[GESTELLTE AUFGABE A] Tauschen Sie in der Auflistung von der Zeile mit „find the rocky outcrop in the photo above“ bis zum Ende der Auflistung, beide Grenzen eingeschlossen, „foliage“ gegen „greenery“ aus. Geben Sie nur diese Zeilen wieder und lassen Sie alles Übrige unverändert.

Theater einBLICK

07.06.2024

Mit Satire und Leichtigkeit über den Ernst der Lage

Ina Laengner, Vincent Satorius und Franziska Sordon haben als Mitglieder des hauseigenen Kritiker*innenclubs des Deutschen Theater Göttingen, der »Scharfe Blick«, ein Gespräch über die Produktion »Sein oder Nichtsein« geführt.
Sein oder Nichtsein
Zum Stück

Welche Themen und Umsetzungen waren für dich faszinierend?

Die Inszenierung des Deutschen Theaters unter der Regie von Nick Hartnagel mit deren modernen Aspekten wie beispielsweise einer Theaterkantine und dem Miteinbeziehen von Mitarbeiter*innen des Deutschen Theaters in kleinen Rollen fand ich toll. Das Publikum wurde ebenfalls häufig direkt adressiert, ein Schauspieler wanderte mit Blumensträußen durch die Reihen. Ein Glaskasten wurde mit in das Bühnenbild eingebaut, hinter und vor dem in mehreren Ebenen geschauspielert wurde. Das Bühnenbild von Tine Becker hat beim Spiel auf der Bühne fasziniert. Ein Drehen und Umbauen nahm uns als Zuschauer*innen im Wandel und Wechsel der einzelnen Szenen und Ebenen mit. Amüsant war die Transition zwischen Gestapo-Hauptquartier und Theater-Bühne, mit verschiedenen Türen, die durch das Öffnen unterschiedliche Geräusche wie Foltergeschrei, Musik und Publikumsgelächter hervorbrachten. Auch das Spiel mit Licht und Schatten hinter dem Theater-Vorhang war faszinierend, welches den Gruppenführer Erhardt, großartig gespielt von Christoph Türkay, noch mächtiger erschienen ließ.

Für mich kamen Assoziationen zum »Großen Diktator« auf, auch Gestapo Männer bewegten sich tänzerisch über die Bühne. Mit Elementen von Humor und ›Sich-Lustig-Machen‹ wurde die Schwere der Zeit und das abgrundtief Schreckliche teilweise auf absurde Weise inszeniert.

[GESTELLTE AUFGABE B] Wer spielte laut dem Quellenauszug den Gruppenführer Erhardt?

[ANGEZEIGTE INFORMATIONEN]
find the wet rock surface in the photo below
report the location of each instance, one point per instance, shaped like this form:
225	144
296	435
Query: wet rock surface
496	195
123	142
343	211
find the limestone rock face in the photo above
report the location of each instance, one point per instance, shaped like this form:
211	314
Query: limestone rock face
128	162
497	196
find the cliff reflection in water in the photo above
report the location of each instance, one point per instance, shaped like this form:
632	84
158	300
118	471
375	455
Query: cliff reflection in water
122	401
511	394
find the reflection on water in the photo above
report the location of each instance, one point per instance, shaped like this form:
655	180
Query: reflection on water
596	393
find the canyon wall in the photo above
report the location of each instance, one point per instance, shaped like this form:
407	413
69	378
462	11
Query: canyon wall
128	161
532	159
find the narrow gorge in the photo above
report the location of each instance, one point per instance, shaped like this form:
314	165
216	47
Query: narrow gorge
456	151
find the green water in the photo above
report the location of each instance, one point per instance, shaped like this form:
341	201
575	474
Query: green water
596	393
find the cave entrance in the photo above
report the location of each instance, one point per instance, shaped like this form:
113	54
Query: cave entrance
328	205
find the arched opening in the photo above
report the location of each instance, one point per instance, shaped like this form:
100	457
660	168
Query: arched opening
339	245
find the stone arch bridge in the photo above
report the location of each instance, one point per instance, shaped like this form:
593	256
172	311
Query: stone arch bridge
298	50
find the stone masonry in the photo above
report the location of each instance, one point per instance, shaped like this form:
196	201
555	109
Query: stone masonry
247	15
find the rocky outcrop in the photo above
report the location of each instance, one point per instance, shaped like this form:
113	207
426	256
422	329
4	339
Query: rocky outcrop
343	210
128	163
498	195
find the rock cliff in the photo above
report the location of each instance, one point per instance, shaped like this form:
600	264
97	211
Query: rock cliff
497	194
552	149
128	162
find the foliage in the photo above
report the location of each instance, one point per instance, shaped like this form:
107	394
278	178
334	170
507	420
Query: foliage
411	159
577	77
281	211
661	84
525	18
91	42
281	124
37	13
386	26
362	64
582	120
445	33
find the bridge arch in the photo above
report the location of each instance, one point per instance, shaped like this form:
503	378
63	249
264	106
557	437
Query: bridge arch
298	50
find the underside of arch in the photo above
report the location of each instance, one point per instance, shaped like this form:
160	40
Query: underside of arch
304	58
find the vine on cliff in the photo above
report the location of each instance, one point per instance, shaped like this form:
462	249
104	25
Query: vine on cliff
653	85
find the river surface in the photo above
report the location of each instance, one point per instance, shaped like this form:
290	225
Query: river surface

[SCHRIFTLICHE ANTWORT A]
find the rocky outcrop in the photo above
report the location of each instance, one point per instance, shaped like this form:
113	207
426	256
422	329
4	339
Query: rocky outcrop
343	210
128	163
498	195
find the rock cliff in the photo above
report the location of each instance, one point per instance, shaped like this form:
600	264
97	211
Query: rock cliff
497	194
552	149
128	162
find the greenery in the photo above
report the location of each instance, one point per instance, shaped like this form:
107	394
278	178
334	170
507	420
Query: greenery
411	159
577	77
281	211
661	84
525	18
91	42
281	124
37	13
386	26
362	64
582	120
445	33
find the bridge arch in the photo above
report the location of each instance, one point per instance, shaped like this form:
503	378
63	249
264	106
557	437
Query: bridge arch
298	50
find the underside of arch in the photo above
report the location of each instance, one point per instance, shaped like this form:
160	40
Query: underside of arch
304	58
find the vine on cliff in the photo above
report the location of each instance, one point per instance, shaped like this form:
462	249
104	25
Query: vine on cliff
653	85
find the river surface in the photo above
report the location of each instance, one point per instance, shaped like this form:
290	225
Query: river surface

[SCHRIFTLICHE ANTWORT B] Christoph Türkay